Required work →
a) Retype the LSEC nanoscopy project description word for word, from "(4) changes in" to "their scavenger function.".
b) Write a continuation of the LSEC nanoscopy project description, picking up after its final sentence.

Given text →
Optical nanoscopy of the pharmacological clearance function of LSECs

Project 13 - Larissa Kruse

University of Tromsø - The Arctic University of Norway


(1) Generation of monoclonal antibodies to stabilin-2, the major workhorse LSEC scavenger receptor

(2) Use of these antibodies to map the fate of stabilin-2 and its ligands in LSEC during scavenging by SR-SIM

(3) Use of antibodies to determine changes in the expression (number and location) of LSEC stabilin-2 in response to small molecule challenge in vitro and in vivo in rodents, and in precision cut liver slice specimens from animal models of liver disease and of diseased and normal human liver specimens by SR-SIM

Expected Results:

(1) Highly specific antibody reagents that recognise stabilin-2 generated

(2) dissemination of antibodies to beneficiaries and partners

(3) nanoscopic imaging of stabilin-2 dynamics in vitro demonstrated (resolution 100 nm, speed 20 frames/s (3D)

(4) changes in stabilin-2 expression determined in response to small-molecule interactions

(5) imaging of stabilin-2 within LSEC precision cut liver slices by SR-SIM nanoscopy achieved


The project is about the liver sinusoidal endothelial cells (LSECs) and their scavenger function.

Information shown →
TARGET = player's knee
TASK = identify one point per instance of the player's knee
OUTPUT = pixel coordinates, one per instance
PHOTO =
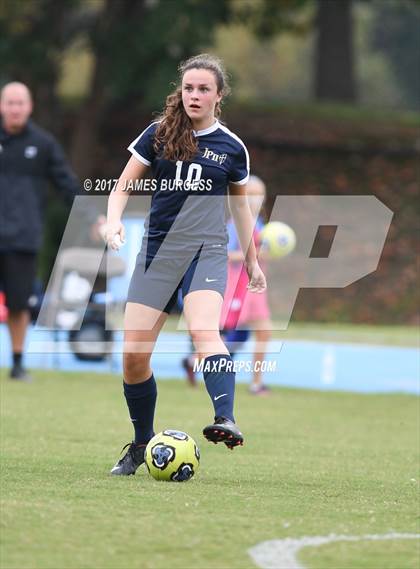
(135, 365)
(203, 338)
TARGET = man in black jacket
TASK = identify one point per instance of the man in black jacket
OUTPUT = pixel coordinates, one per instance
(30, 157)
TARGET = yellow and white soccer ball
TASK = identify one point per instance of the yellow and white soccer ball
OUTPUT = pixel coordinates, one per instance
(172, 456)
(277, 239)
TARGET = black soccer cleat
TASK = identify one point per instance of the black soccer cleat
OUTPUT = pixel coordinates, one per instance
(225, 431)
(19, 373)
(130, 462)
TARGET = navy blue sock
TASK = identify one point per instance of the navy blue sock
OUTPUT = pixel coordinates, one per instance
(220, 384)
(141, 403)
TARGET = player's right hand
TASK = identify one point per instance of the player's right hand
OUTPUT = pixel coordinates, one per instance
(114, 235)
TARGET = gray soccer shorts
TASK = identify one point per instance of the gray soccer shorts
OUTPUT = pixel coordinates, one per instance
(157, 278)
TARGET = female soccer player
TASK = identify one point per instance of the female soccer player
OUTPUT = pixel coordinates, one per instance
(194, 159)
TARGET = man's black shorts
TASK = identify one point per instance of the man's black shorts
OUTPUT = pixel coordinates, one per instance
(17, 276)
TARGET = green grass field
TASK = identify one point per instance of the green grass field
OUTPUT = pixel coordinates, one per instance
(314, 463)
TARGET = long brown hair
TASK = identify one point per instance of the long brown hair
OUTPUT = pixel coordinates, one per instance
(174, 137)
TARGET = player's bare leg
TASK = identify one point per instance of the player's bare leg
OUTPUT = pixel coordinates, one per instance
(202, 310)
(262, 330)
(142, 325)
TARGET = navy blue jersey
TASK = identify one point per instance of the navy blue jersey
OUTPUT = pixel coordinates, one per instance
(189, 197)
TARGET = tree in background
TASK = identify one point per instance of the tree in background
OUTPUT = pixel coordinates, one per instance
(334, 76)
(396, 32)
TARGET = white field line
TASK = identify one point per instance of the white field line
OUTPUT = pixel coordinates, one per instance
(282, 553)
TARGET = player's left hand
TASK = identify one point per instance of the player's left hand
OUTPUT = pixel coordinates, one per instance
(257, 282)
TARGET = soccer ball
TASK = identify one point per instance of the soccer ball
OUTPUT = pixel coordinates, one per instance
(278, 239)
(172, 456)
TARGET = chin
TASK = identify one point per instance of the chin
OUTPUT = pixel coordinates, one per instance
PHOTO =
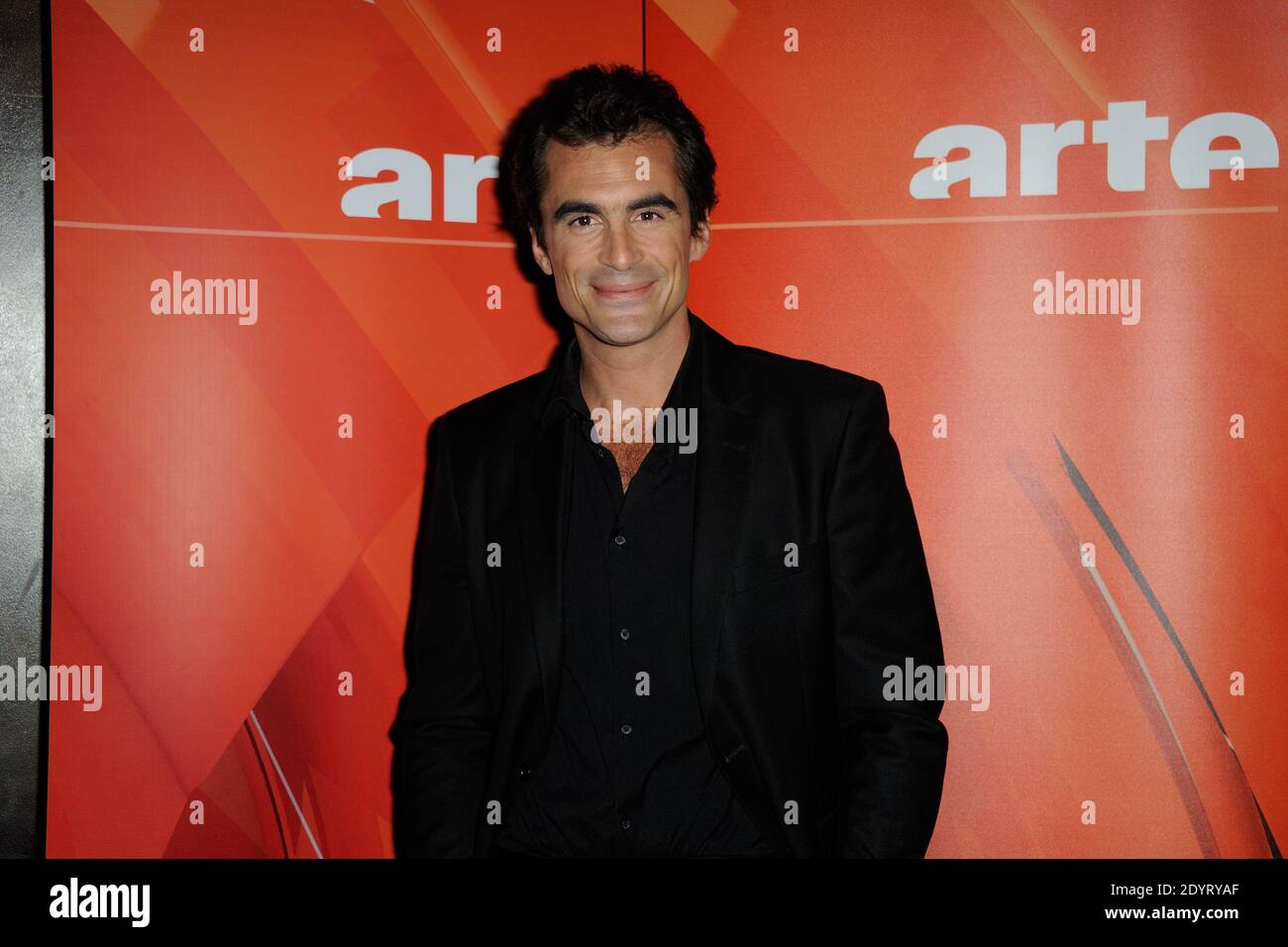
(625, 329)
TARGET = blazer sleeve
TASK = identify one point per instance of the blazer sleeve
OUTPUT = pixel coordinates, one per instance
(893, 753)
(445, 724)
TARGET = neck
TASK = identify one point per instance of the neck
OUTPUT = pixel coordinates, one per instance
(638, 375)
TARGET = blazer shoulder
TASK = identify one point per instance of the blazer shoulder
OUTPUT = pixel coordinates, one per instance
(500, 405)
(776, 376)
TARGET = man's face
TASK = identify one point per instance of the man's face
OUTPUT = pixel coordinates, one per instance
(606, 230)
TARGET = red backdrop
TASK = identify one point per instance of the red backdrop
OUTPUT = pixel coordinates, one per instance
(222, 682)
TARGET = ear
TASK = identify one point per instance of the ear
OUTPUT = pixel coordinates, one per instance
(699, 243)
(540, 256)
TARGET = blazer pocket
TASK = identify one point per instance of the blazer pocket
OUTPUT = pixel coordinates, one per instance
(771, 569)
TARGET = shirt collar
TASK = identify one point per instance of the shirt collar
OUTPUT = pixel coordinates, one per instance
(568, 401)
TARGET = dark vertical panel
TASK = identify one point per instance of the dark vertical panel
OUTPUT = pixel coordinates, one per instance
(25, 455)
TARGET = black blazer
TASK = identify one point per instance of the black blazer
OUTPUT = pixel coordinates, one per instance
(789, 656)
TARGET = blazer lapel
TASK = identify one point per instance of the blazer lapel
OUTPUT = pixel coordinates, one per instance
(726, 429)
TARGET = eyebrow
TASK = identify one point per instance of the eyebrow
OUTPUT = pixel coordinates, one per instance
(655, 200)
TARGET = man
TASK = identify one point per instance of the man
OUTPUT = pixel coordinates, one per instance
(662, 638)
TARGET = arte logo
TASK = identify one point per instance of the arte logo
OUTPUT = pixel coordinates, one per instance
(412, 189)
(1125, 136)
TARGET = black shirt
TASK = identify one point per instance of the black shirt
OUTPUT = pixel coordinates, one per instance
(629, 771)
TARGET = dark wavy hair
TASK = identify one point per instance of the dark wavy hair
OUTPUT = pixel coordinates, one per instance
(600, 105)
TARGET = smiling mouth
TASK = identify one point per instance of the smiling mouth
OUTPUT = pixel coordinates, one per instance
(623, 291)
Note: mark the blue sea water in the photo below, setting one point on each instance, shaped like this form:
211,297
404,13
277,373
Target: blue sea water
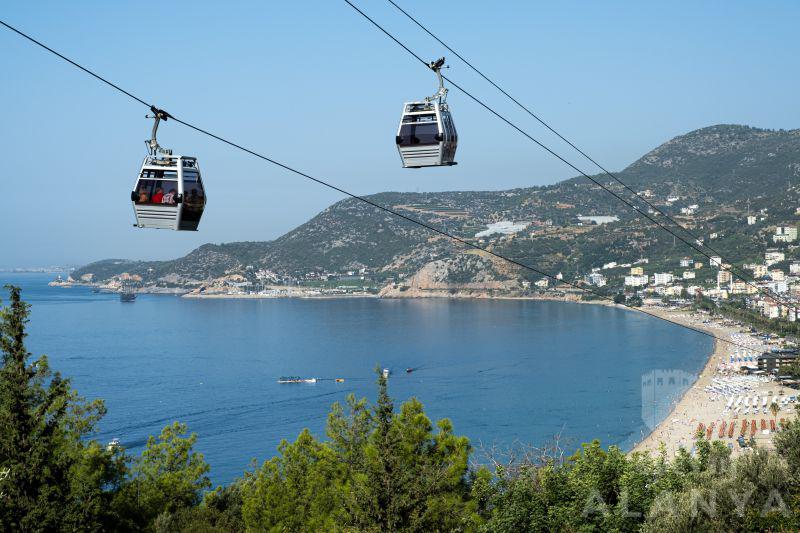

Your written answers →
a)
(4) changes in stabilin-2 expression determined in response to small-molecule interactions

(5) imaging of stabilin-2 within LSEC precision cut liver slices by SR-SIM nanoscopy achieved


The project is about the liver sinusoidal endothelial cells (LSECs) and their scavenger function.

b)
The liver consists of different cells, which are the parenchymal and non-parenchymal cells. The liver cells that most people know about are the hepatocytes. Larissa is working with one family of the non-parenchymal cells, namely the liver sinusoidal endothelial cells or LSECs.

LSECs are cells that line the sinusoids, which are the capillaries of the liver. The endothelial cells line all vessels that direct the blood running in your body. In comparison to other endothelial cells, LSECs are special because they have holes called "fenestrations". These «liver holes» are found in groups called sieve plates and they are dynamic structures. That means they can be bigger and smaller and they can also disappear completely. The fenestrations become smaller and fewer with age, liver diseases such as fibrosis and through substance abuse such as excessive alcohol consumption.

LSECs filter substances and fluids out of the blood stream. This process is called “scavenging”.

Some substances might be able to change the “holiness” of the LSECs and influence their scavenging process/behaviourand we want to know which substances are influencing the liver holes how.

Larissa is trying to figure out, what makes liver holes happy. 

At the moment Larissa is working on the influence of branched chain amino acids (BCAAs) on LSECs. BCAAs are the amino acids leucine, isoleucine and valine. They belong to the essential amino acids and therefore need to be taken up by the human body, for example, with food. BCAAs are known to be taken by athletes and body-builders as they are said to help with muscle built up and they are supposed to give you more energy.

Larissa is interested in how the BCAAs influence the LSEC fenestrations and she would like to see what is happening. Therefore she is working with endocytosis experiments but also with super resolution microscopy to make the holes visible for the naked eye.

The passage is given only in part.